1st emailer w/a mailing address gets a hot off the press fresh copy of FMTM's latest release "something" - CD HAS BEEN CLAIMED
From Monument to Masses is history in the making.
The bi-coastal post-rock band, stationed in NYC and San Francisco, are releasing a new full-length CD/LP on DJ Steve Aoki's Dim Mak Records on March 10, 2009. More releases worldwide are to be announced soon. FMTM recorded 60+ minutes of new politically-charged music, plus non-album cuts at John Vanderslice's Tiny Telephone Studios in San Francisco with the engineering genius of Matt Bayles (Mastodon, Minus the Bear, Russian Circles) at the console. FMTM has entitled their new sonic testimonial "something" and it will be the first full-length album of all new studio material since 2003's The Impossible Leap in One Hundred Simple Steps (DM 050). The emotive and celebratory single is entitled "Beyond God & Elvis." The co-production fingerprint of Matt Bayles is all over this album as his ideas mixed powerfully with the band's. From Monument to Masses is re-emerging.
Why is that important?
Where and when was their first emergence? In December of 2000, drummer / programmer Francis Choung replied to a post from a transplanted Chicago mathrock guitarist Matthew Solberg who had been ranting on craigslist.org about wanting to create some angry, angular, and soulful music in the SF Bay Area that would have little to do with the everpresent specters of punk and metal. Inspired by bands like Refused, Faraquet, and Shipping News, they wanted to write meticulous yet raw music that would escape the mathrock niche and find a new territory altogether. Soon thereafter, Sergio Robledo-Maderazo joined on bass and synth, and the three discovered a sound and a philosophy. Politics and music became inseparable. Theory, raw experience, and idealism all came crashing together in a new sound for a new kind of listener. In 2002, a year after forming, FMTM began playing shows and released its first Self-Titled CD on Dim Mak (DM031 out-of-print). Most fans who noticed the band in its early years could immediately hear the integrity and brilliance in its sound. It was clear that the band would stick around.

RAW DATA -
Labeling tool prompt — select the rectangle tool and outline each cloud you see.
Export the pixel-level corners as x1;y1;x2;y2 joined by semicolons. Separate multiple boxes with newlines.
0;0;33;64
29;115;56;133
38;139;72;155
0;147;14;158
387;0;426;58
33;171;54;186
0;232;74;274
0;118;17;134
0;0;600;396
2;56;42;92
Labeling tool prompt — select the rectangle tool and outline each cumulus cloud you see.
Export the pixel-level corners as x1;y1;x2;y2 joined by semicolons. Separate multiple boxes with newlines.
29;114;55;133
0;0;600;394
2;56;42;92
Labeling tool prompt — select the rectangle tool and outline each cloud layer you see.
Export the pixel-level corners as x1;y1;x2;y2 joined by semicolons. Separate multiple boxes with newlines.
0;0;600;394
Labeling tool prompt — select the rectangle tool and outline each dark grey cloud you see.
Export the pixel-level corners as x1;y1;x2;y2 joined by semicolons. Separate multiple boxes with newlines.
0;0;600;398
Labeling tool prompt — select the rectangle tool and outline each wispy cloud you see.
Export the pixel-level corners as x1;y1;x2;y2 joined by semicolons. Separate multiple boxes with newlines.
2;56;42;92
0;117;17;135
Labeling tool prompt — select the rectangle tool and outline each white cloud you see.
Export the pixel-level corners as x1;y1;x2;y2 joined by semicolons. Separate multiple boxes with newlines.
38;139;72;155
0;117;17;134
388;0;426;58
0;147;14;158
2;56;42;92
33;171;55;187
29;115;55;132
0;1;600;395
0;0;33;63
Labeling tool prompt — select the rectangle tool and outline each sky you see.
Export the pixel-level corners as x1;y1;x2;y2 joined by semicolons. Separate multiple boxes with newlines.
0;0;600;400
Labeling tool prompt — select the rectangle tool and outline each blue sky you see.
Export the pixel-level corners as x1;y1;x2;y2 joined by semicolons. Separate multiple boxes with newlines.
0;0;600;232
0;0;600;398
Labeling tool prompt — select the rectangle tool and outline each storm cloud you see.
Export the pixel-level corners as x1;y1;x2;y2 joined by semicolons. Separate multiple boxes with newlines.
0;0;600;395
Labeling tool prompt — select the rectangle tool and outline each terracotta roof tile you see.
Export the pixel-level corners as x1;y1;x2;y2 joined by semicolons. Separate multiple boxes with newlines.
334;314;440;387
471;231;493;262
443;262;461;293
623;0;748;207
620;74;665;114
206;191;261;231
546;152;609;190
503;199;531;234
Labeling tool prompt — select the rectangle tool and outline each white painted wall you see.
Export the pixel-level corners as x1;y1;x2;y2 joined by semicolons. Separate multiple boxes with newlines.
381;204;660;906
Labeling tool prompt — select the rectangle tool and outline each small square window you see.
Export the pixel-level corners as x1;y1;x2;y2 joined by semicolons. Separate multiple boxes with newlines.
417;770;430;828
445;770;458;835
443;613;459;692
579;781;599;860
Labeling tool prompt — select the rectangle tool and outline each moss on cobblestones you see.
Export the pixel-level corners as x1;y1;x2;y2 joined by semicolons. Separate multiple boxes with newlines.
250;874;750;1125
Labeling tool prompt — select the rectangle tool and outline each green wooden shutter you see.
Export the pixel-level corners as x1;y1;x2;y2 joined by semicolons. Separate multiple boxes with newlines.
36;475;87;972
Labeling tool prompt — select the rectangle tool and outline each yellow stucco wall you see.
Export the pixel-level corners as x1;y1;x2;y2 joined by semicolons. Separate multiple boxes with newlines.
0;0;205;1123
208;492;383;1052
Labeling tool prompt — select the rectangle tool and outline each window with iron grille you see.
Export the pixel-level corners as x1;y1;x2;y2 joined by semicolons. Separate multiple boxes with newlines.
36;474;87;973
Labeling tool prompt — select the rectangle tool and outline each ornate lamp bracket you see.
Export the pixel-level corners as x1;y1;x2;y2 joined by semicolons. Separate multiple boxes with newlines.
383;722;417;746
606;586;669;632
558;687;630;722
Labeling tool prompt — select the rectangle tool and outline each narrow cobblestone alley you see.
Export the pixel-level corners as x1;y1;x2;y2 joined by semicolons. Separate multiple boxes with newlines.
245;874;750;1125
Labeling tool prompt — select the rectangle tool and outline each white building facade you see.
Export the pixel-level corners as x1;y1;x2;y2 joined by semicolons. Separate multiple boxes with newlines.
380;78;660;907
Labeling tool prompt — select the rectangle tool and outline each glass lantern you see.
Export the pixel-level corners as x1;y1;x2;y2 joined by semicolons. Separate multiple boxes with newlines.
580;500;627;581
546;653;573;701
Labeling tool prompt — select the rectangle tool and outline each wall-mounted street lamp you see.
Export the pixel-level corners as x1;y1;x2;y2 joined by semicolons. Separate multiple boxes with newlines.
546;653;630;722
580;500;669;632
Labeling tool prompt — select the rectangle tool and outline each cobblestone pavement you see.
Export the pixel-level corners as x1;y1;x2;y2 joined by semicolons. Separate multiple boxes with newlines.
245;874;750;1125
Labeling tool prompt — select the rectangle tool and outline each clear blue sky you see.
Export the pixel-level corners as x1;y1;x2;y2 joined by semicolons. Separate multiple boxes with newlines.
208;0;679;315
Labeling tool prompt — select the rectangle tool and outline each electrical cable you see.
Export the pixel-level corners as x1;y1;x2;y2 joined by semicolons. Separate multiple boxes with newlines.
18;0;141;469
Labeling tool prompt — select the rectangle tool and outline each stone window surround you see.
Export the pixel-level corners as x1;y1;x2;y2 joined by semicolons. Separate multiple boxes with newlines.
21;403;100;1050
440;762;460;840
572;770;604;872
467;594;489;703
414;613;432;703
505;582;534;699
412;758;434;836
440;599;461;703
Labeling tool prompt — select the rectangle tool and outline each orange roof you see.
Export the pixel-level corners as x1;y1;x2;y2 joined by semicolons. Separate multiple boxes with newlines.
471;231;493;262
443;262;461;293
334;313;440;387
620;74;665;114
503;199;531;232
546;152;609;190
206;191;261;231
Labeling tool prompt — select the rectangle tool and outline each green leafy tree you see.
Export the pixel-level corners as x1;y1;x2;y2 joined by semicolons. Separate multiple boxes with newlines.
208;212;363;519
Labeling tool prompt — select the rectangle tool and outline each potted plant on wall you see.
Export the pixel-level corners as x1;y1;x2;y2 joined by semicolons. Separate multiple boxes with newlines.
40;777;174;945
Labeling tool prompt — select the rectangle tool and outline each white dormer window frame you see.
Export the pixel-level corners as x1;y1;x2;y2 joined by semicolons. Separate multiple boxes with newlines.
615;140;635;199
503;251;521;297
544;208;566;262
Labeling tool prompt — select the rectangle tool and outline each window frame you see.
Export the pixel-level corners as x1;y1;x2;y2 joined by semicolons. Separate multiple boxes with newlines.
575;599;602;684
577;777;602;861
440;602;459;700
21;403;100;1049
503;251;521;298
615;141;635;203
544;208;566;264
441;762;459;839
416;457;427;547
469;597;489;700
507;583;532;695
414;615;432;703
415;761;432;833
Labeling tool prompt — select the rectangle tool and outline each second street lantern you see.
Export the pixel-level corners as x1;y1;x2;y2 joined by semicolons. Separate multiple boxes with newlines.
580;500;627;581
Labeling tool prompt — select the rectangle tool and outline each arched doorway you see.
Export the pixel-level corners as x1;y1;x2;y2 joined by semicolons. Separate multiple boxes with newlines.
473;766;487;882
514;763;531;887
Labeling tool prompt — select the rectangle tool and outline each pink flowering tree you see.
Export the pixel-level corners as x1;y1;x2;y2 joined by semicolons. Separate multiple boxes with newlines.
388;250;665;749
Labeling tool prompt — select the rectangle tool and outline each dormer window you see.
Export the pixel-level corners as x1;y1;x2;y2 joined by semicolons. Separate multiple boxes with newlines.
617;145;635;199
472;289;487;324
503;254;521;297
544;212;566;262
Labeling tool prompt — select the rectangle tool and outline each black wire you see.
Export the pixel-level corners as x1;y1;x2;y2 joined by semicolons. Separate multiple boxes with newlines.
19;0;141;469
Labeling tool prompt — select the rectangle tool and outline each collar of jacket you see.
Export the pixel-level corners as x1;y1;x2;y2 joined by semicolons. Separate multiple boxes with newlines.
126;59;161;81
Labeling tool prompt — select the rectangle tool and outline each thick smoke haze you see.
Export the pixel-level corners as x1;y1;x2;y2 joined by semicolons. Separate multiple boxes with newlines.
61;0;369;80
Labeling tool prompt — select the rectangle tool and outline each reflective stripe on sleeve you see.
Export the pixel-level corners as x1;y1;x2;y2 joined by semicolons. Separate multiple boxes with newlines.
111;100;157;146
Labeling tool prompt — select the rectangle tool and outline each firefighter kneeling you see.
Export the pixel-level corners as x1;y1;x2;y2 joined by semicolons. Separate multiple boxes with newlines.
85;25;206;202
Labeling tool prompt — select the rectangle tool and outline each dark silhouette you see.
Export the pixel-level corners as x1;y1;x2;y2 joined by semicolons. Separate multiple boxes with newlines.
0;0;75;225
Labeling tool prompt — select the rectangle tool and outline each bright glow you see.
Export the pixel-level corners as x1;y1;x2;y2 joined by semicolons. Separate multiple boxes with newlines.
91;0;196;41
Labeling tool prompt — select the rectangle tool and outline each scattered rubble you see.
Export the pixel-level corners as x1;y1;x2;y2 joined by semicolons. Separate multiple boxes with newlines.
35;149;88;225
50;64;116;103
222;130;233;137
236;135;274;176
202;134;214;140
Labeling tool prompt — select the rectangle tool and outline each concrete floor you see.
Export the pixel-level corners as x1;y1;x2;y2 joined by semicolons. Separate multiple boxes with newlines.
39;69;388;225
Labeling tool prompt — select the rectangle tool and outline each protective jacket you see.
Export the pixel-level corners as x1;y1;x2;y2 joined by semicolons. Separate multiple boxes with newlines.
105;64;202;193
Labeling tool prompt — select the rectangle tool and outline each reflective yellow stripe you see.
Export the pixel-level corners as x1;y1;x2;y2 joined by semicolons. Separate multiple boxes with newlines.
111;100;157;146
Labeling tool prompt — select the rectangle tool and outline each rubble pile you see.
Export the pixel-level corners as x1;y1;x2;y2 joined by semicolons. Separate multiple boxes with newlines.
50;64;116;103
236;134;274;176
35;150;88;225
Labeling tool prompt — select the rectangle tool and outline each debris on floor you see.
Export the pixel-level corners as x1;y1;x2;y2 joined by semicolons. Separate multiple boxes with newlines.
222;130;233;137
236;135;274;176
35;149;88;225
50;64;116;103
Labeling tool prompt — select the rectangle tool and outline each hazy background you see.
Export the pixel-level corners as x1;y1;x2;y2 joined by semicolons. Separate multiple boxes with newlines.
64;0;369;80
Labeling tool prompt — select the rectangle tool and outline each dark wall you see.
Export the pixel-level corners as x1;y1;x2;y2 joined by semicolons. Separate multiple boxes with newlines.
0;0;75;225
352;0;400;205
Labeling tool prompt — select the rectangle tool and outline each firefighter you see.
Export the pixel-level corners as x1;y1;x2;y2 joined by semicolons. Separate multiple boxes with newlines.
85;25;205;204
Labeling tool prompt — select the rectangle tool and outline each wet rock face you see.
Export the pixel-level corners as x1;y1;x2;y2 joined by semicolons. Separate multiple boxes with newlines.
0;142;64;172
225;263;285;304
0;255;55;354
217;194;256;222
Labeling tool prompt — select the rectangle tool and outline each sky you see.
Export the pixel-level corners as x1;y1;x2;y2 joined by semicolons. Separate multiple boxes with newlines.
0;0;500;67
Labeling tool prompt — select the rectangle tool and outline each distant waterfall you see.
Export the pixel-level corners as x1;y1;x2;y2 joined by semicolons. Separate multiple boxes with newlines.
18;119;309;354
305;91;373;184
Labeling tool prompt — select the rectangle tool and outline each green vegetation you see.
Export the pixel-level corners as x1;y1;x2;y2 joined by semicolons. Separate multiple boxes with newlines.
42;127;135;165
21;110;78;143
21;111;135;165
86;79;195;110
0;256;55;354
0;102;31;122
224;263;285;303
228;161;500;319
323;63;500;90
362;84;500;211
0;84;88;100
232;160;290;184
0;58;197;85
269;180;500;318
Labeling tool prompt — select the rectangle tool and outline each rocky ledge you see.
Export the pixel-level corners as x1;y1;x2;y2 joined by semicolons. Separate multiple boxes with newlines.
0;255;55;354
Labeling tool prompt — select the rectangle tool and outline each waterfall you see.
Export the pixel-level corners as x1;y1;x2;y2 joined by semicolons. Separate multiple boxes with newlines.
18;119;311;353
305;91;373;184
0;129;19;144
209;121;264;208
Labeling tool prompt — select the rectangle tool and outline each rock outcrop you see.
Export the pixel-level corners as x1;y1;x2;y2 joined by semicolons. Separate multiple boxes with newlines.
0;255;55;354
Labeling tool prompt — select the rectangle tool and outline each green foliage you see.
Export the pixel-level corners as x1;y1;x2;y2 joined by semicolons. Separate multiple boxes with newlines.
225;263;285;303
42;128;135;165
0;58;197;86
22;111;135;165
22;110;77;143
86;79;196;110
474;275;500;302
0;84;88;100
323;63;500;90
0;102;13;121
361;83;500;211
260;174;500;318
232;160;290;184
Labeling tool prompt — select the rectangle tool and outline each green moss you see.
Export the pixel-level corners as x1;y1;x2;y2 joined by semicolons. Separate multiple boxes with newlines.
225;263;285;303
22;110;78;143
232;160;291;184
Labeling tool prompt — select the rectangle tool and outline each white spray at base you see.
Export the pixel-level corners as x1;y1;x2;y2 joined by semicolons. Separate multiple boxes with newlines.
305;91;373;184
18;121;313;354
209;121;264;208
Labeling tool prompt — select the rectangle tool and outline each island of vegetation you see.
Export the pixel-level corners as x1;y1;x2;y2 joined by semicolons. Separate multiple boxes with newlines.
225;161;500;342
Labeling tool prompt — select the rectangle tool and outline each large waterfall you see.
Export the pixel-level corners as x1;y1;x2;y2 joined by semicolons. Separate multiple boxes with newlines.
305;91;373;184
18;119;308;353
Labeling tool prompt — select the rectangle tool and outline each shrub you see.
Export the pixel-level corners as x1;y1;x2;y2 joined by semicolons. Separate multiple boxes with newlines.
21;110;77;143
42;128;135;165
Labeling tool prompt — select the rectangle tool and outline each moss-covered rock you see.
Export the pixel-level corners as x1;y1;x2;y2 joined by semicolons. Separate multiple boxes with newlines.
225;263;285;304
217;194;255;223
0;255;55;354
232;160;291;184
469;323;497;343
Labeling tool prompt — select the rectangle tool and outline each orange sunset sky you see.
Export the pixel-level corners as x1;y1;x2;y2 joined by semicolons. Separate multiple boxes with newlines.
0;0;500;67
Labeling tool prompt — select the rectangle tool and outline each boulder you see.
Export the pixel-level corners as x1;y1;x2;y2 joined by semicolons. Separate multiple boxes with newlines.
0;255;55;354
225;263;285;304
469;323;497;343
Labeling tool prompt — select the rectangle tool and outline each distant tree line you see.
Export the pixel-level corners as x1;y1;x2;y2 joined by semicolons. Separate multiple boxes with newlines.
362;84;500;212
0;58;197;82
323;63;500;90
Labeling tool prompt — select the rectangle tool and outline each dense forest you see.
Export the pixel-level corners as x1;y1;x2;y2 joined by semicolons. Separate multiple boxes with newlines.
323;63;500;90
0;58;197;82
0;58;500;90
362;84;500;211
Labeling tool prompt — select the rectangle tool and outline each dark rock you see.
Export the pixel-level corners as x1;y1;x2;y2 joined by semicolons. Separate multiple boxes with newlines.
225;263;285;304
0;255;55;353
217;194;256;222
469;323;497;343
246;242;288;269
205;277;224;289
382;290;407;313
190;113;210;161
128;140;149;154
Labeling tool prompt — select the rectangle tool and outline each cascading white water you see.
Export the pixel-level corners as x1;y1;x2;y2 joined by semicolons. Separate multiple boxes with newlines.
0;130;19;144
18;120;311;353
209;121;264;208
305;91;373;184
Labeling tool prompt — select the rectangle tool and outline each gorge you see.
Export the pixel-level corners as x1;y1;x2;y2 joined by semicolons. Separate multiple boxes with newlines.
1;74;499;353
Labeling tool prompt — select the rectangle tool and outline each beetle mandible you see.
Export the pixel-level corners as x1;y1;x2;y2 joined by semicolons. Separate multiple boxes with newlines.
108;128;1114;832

REQUIRED WORK -
Please answer from the text about From Monument to Masses: what date is given for the release of the band's new full-length CD/LP on Dim Mak Records?

RESPONSE TO THE EXERCISE -
March 10, 2009